Among these entries, count the lines containing the word "marigold" and answer with only the number.

####################

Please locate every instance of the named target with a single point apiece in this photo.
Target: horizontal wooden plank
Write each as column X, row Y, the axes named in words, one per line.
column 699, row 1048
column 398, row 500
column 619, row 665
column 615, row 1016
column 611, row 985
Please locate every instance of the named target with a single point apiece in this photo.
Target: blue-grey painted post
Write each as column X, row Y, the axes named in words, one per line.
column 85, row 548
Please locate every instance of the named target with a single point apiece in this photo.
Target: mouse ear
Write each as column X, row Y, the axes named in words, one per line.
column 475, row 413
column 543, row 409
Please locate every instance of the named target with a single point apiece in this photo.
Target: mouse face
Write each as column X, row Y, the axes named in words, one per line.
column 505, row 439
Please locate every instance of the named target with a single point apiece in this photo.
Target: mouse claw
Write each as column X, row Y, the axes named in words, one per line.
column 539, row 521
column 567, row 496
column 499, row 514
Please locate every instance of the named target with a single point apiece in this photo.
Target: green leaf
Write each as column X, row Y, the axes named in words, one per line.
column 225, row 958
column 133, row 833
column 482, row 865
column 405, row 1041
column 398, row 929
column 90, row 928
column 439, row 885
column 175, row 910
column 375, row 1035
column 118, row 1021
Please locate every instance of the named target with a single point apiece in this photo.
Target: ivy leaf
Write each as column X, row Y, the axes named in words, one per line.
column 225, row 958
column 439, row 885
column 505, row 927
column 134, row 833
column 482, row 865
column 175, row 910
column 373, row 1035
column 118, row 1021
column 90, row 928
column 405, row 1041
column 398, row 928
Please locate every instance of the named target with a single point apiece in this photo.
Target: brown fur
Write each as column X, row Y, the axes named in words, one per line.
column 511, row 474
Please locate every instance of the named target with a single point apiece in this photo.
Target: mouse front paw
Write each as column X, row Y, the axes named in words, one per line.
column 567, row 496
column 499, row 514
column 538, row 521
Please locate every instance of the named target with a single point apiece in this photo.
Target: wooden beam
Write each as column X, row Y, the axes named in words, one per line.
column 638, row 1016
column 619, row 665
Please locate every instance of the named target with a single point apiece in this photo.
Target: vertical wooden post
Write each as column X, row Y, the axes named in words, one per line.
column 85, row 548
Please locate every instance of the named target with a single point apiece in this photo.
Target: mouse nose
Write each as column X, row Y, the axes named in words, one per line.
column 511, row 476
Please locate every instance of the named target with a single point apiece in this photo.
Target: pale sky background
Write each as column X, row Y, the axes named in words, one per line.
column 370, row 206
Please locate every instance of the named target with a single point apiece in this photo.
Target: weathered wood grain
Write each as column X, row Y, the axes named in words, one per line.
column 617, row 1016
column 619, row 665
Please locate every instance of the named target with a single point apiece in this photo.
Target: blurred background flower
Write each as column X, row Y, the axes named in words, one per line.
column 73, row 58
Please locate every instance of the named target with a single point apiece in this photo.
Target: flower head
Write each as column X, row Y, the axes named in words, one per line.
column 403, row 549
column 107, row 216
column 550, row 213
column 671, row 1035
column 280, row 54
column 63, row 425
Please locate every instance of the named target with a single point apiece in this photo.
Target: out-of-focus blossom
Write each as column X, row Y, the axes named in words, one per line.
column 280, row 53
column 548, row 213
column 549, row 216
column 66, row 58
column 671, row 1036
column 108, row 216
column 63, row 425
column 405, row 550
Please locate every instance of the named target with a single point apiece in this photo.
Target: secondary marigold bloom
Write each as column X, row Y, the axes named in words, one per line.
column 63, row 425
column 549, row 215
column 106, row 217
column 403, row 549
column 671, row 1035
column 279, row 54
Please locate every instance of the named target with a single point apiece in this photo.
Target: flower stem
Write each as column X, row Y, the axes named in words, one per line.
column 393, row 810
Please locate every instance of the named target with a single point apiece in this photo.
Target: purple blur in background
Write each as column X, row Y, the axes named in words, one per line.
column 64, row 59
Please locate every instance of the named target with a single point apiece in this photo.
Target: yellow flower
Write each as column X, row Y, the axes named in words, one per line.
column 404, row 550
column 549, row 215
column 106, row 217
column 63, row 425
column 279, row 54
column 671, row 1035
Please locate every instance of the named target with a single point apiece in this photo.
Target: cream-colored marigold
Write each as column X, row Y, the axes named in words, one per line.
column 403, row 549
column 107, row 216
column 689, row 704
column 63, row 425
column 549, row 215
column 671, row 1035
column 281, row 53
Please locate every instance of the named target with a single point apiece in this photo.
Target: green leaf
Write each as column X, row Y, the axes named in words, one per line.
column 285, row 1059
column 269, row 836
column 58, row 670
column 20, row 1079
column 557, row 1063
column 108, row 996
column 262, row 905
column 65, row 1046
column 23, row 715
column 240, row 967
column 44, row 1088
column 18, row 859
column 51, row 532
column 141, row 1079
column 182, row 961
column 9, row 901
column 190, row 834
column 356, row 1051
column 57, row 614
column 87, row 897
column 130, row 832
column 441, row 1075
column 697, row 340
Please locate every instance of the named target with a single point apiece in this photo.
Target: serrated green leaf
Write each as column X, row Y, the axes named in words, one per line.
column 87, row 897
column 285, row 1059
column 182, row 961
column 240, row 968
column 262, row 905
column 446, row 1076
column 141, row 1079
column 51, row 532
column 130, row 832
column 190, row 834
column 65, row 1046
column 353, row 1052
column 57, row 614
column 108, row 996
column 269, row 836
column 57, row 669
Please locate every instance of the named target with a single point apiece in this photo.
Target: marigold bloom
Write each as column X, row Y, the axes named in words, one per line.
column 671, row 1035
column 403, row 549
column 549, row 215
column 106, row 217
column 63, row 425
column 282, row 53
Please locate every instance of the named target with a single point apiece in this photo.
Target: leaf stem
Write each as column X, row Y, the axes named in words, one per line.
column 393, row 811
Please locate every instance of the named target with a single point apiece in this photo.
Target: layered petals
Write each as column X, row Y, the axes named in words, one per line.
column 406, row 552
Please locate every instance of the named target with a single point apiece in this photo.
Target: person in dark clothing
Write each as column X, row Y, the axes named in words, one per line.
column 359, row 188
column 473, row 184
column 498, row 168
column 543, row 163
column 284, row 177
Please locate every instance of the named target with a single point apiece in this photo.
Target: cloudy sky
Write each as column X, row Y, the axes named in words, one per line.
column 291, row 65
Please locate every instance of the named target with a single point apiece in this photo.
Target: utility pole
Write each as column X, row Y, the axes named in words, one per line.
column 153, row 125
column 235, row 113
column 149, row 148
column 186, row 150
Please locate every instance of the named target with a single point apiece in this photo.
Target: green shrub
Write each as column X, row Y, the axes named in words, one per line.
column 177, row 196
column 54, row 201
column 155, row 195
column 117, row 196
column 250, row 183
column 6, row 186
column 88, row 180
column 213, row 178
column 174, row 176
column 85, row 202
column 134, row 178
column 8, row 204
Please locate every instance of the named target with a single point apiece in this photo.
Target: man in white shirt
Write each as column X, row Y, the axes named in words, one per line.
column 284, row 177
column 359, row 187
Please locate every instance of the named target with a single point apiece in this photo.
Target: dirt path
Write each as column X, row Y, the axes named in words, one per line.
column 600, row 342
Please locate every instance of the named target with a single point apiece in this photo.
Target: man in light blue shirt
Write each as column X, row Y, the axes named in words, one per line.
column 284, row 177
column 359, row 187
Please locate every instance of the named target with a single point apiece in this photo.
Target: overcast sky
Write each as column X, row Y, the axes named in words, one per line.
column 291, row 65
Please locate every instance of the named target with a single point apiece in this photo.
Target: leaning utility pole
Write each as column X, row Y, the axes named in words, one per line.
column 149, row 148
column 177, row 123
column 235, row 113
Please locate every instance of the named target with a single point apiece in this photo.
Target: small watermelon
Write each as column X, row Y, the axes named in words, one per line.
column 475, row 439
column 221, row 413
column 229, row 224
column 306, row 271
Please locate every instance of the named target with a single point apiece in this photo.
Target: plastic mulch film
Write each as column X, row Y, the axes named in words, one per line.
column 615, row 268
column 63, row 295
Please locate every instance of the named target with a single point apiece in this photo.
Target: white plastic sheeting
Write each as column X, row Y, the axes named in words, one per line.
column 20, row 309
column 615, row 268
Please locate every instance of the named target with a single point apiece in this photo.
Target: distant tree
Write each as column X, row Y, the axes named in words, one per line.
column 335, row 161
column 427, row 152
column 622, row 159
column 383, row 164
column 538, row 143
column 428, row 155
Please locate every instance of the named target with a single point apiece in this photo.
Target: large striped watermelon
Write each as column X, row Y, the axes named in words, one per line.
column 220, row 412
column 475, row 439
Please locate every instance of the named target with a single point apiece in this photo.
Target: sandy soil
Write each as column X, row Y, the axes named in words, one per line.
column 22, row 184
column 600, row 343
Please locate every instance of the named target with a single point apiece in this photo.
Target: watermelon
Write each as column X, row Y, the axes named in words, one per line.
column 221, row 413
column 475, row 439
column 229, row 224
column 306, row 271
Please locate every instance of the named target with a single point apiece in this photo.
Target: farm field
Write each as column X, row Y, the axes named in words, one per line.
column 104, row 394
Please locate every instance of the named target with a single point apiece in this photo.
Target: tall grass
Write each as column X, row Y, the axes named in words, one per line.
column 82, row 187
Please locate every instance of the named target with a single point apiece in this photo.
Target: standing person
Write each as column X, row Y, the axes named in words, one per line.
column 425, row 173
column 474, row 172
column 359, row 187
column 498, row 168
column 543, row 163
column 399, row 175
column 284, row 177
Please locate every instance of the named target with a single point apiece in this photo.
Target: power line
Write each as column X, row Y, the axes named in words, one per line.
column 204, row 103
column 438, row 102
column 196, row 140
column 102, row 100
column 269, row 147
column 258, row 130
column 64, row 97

####################

OUTPUT: 3